Excerpt

========================

There are basically two types of data used in mathematics - discrete and continuous. The branch of mathematics that deals with discrete variables is known as discrete math. It is the study of objects which are not continuous. In other words, in contrast with continuous math which deals with smooth and continuous variables, discrete math is all about non-smooth and distinct points. The points or objects studied in discrete mathematics are not connected to each other.

The main areas of study of continuous maths are calculus and analysis etc. The concepts of discrete mathematics are used in computer programming and software development also. Discrete math has been proved very useful in higher and college-level mathematics. Though, it is studied in high school and middle school level too.

The fields of study of discrete mathematics are:

  • Number Theory
  • Set Theory
  • Functions
  • Vectors
  • Matrices
  • Boolean Algebra
  • Probability
  • Sequences
  • Discrete calculus
  • Discretization of continuous math
  • Topology
  • Game Theory
  • Graph Theory
  • Linear programming
  • Operational Research (OR), etc.

Let us have a look at simple discrete math problems.

Sequence Problem: Let us consider a sequence $<a_{n} >$ = 1, 4, 9, 16, 25, ..... Determine its $n^{th}$ term.
Solution: $<a_{n} >$ = 1, 4, 9, 16, 25, .....

========================

Information provided
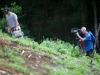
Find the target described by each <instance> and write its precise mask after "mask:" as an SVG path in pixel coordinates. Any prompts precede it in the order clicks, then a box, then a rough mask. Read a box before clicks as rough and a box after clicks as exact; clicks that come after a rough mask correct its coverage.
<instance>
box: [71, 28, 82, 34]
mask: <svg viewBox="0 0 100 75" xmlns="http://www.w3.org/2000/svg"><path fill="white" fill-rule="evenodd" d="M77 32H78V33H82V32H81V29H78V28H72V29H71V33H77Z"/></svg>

========================

Activity list
**A.** Please answer these questions on the discrete math excerpt, one answer per line, marked like the questions:
(i) What two types of data used in mathematics does it name?
(ii) Which main areas of study of continuous maths does it give?
(iii) In what two activities are the concepts of discrete mathematics also used?
**B.** Rewrite the stretch of the discrete math excerpt from "There are basically" through "school level too.", changing "software development" to "data science".

List of solutions
**A.**
(i) Discrete and continuous.
(ii) Calculus and analysis.
(iii) Computer programming and software development.

**B.**
There are basically two types of data used in mathematics - discrete and continuous. The branch of mathematics that deals with discrete variables is known as discrete math. It is the study of objects which are not continuous. In other words, in contrast with continuous math which deals with smooth and continuous variables, discrete math is all about non-smooth and distinct points. The points or objects studied in discrete mathematics are not connected to each other.

The main areas of study of continuous maths are calculus and analysis etc. The concepts of discrete mathematics are used in computer programming and data science also. Discrete math has been proved very useful in higher and college-level mathematics. Though, it is studied in high school and middle school level too.